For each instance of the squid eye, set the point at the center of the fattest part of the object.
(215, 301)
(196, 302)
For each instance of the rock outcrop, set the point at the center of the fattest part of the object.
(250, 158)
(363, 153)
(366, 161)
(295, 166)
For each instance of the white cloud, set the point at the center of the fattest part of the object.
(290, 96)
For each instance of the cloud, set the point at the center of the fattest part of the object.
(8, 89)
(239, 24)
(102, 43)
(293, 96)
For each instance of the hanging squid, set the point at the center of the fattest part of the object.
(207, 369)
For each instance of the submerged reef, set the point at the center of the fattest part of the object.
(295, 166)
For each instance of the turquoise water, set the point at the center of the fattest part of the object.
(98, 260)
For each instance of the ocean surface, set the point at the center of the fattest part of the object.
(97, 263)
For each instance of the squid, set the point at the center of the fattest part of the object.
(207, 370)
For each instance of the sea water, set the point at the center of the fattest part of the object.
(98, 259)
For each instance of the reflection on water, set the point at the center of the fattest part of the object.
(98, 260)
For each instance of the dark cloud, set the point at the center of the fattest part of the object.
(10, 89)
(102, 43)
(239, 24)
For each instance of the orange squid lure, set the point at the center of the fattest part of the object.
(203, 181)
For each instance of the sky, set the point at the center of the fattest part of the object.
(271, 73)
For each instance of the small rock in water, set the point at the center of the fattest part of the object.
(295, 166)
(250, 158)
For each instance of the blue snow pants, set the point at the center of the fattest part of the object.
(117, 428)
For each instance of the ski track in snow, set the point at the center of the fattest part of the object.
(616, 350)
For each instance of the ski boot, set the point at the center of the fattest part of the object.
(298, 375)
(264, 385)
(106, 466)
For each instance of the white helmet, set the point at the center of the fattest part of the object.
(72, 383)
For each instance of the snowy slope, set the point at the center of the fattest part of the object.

> [YOUR GOAL]:
Quote exactly and only the lines from the one holding "For each instance of the orange" through the end of the data.

> [TASK RESULT]:
For each instance of the orange squid lure, set the point at the center of the fattest part of the object.
(203, 181)
For each instance of the sky, set the point at the center of the fattest part of the object.
(271, 73)
For each instance of the small rock in water, set the point at the center of the fattest part of the object.
(295, 166)
(250, 158)
For each instance of the blue snow pants, set the point at the center of the fattest part of the object.
(117, 428)
For each instance of the ski track in snow, set the point at the center of the fattest part of the object.
(616, 350)
For each instance of the ski boot, set the point at the center of the fattest part of the object.
(298, 375)
(264, 385)
(106, 466)
For each instance of the white helmet, set the point at the center of the fattest part of the object.
(72, 383)
For each instance of the snowy slope, set the point at the center of the fattest part of the object.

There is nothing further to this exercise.